WHAT THE TASK REQUIRES ▸ Set down, without alteration, the lines from the one that contains "Where can the metal" through the final line of the material below.

STORED RECORDS ▸

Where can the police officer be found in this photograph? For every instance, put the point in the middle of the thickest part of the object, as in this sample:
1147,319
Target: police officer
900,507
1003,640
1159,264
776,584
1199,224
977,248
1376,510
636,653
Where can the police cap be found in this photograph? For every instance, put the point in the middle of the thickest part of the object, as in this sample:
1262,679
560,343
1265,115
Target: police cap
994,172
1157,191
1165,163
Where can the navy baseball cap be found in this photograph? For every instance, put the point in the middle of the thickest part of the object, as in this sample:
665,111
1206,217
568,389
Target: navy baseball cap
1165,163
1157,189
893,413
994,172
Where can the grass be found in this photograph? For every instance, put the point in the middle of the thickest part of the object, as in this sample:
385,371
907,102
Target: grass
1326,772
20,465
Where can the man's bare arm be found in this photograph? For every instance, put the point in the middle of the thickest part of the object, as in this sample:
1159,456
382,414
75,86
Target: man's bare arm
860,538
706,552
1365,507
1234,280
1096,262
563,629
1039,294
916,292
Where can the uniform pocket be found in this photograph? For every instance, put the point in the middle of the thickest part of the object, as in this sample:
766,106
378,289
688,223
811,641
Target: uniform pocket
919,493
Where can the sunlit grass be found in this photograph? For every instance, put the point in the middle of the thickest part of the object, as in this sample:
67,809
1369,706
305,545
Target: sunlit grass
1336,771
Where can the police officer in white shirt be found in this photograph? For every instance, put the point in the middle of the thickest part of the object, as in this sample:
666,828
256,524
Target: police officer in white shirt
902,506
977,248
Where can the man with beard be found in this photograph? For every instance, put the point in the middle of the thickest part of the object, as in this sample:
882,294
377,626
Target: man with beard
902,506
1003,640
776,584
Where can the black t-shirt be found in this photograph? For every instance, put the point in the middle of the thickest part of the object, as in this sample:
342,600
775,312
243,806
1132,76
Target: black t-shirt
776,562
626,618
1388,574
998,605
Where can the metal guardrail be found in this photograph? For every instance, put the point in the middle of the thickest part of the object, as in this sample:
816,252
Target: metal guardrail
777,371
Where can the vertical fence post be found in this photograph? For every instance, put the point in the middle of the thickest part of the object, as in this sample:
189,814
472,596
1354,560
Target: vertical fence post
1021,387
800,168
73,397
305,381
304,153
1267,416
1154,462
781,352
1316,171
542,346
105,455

OUTPUT BELOW ▸
Where can the metal guardrail be found in this photograph? For every instance, put the point in the middle of the thickest part of the object, as in this sample:
816,252
Target: metal guardrail
777,371
Where can the vertical fence post be found in this photograph? For every instance, put the point in the middle of the thickest part of the object, as in this sample:
189,814
472,596
1354,560
Target: vertical fence post
1021,387
800,168
73,397
305,381
304,153
1267,416
1154,462
781,352
1316,171
542,346
105,455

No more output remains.